Extracted records:
***
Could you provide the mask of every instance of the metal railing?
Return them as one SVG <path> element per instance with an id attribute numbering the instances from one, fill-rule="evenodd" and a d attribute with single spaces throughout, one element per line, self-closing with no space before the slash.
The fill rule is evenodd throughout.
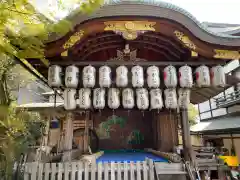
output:
<path id="1" fill-rule="evenodd" d="M 216 98 L 215 100 L 217 108 L 224 108 L 233 106 L 235 104 L 240 104 L 240 90 L 225 94 L 224 96 Z"/>

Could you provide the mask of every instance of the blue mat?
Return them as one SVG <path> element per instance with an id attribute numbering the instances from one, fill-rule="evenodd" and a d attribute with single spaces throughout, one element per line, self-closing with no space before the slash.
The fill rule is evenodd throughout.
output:
<path id="1" fill-rule="evenodd" d="M 152 159 L 154 162 L 168 162 L 167 159 L 156 156 L 148 152 L 104 152 L 104 154 L 97 159 L 99 162 L 136 162 L 144 161 L 146 158 Z"/>

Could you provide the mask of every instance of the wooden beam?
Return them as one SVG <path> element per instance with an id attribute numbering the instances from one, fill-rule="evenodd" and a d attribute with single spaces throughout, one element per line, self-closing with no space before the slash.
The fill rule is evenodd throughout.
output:
<path id="1" fill-rule="evenodd" d="M 72 59 L 72 58 L 68 58 Z M 214 60 L 196 60 L 196 61 L 146 61 L 145 59 L 138 58 L 139 61 L 81 61 L 80 59 L 77 59 L 75 61 L 67 60 L 64 61 L 52 61 L 51 65 L 60 65 L 60 66 L 69 66 L 69 65 L 76 65 L 76 66 L 88 66 L 89 64 L 93 66 L 102 66 L 102 65 L 109 65 L 109 66 L 133 66 L 133 65 L 140 65 L 140 66 L 150 66 L 150 65 L 156 65 L 156 66 L 167 66 L 169 64 L 173 66 L 182 66 L 185 64 L 191 65 L 191 66 L 200 66 L 202 64 L 207 66 L 213 66 L 218 64 L 218 62 Z"/>

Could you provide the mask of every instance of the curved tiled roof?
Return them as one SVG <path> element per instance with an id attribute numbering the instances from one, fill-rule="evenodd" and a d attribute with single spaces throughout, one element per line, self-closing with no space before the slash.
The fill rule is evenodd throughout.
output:
<path id="1" fill-rule="evenodd" d="M 120 16 L 169 19 L 185 26 L 193 35 L 205 42 L 224 46 L 240 46 L 240 36 L 233 36 L 229 33 L 213 32 L 183 8 L 163 1 L 109 0 L 105 2 L 100 9 L 90 15 L 73 12 L 66 17 L 66 19 L 71 21 L 75 26 L 92 19 Z M 50 37 L 50 41 L 54 39 L 56 40 L 58 37 Z"/>
<path id="2" fill-rule="evenodd" d="M 226 37 L 226 38 L 240 38 L 238 36 L 232 36 L 232 35 L 229 35 L 229 34 L 213 32 L 213 31 L 209 30 L 207 26 L 205 26 L 204 24 L 200 23 L 191 13 L 189 13 L 185 9 L 183 9 L 183 8 L 177 6 L 177 5 L 174 5 L 172 3 L 165 2 L 165 1 L 159 1 L 159 0 L 158 1 L 156 1 L 156 0 L 150 0 L 150 1 L 149 0 L 140 0 L 140 1 L 111 0 L 111 1 L 105 2 L 103 6 L 117 5 L 117 4 L 122 4 L 122 3 L 153 5 L 153 6 L 158 6 L 158 7 L 161 7 L 161 8 L 170 9 L 170 10 L 179 12 L 179 13 L 187 16 L 197 26 L 199 26 L 201 29 L 205 30 L 206 32 L 208 32 L 208 33 L 210 33 L 212 35 L 216 35 L 216 36 L 220 36 L 220 37 Z"/>

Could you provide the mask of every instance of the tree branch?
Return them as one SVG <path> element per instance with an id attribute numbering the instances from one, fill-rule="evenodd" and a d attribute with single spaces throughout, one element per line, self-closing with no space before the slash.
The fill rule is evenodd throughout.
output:
<path id="1" fill-rule="evenodd" d="M 34 15 L 32 13 L 21 12 L 21 11 L 18 11 L 18 10 L 15 10 L 15 9 L 10 9 L 10 8 L 3 8 L 3 9 L 7 9 L 9 11 L 16 12 L 16 13 L 19 13 L 19 14 Z"/>

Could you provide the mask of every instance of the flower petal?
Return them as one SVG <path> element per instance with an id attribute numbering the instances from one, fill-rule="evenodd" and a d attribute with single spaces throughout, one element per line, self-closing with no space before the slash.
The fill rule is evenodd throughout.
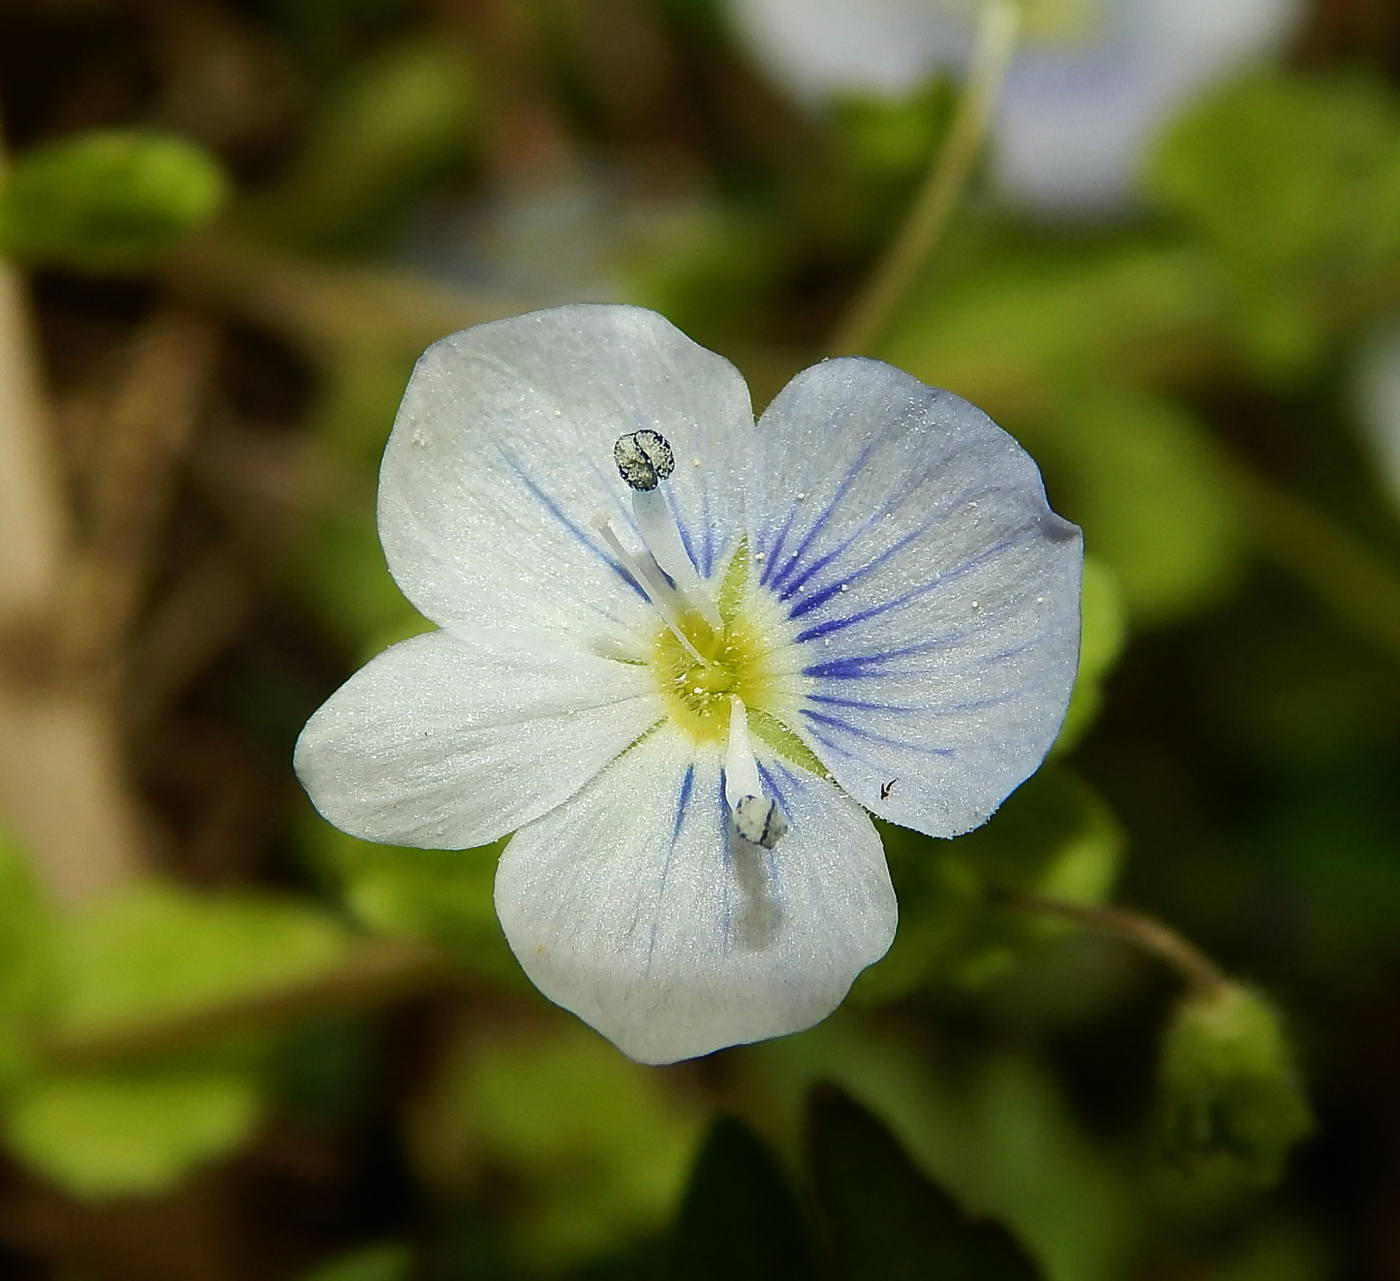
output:
<path id="1" fill-rule="evenodd" d="M 428 632 L 331 696 L 297 740 L 296 771 L 352 836 L 467 849 L 573 795 L 664 714 L 645 668 Z"/>
<path id="2" fill-rule="evenodd" d="M 809 692 L 792 728 L 841 786 L 932 836 L 1040 764 L 1079 650 L 1079 530 L 985 414 L 873 360 L 824 361 L 759 423 L 762 581 Z"/>
<path id="3" fill-rule="evenodd" d="M 640 428 L 671 441 L 668 501 L 708 574 L 743 525 L 752 424 L 738 371 L 639 307 L 556 307 L 453 334 L 419 360 L 384 452 L 389 568 L 454 630 L 595 648 L 635 633 L 652 615 L 596 532 L 600 517 L 632 523 L 614 443 Z"/>
<path id="4" fill-rule="evenodd" d="M 810 1027 L 894 937 L 870 820 L 816 775 L 765 772 L 790 823 L 772 850 L 733 835 L 718 752 L 663 725 L 501 857 L 525 972 L 640 1062 Z"/>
***
Task goal
Going over every line of the entries, tally those containing the string "provide" and report only the figure.

Response below
6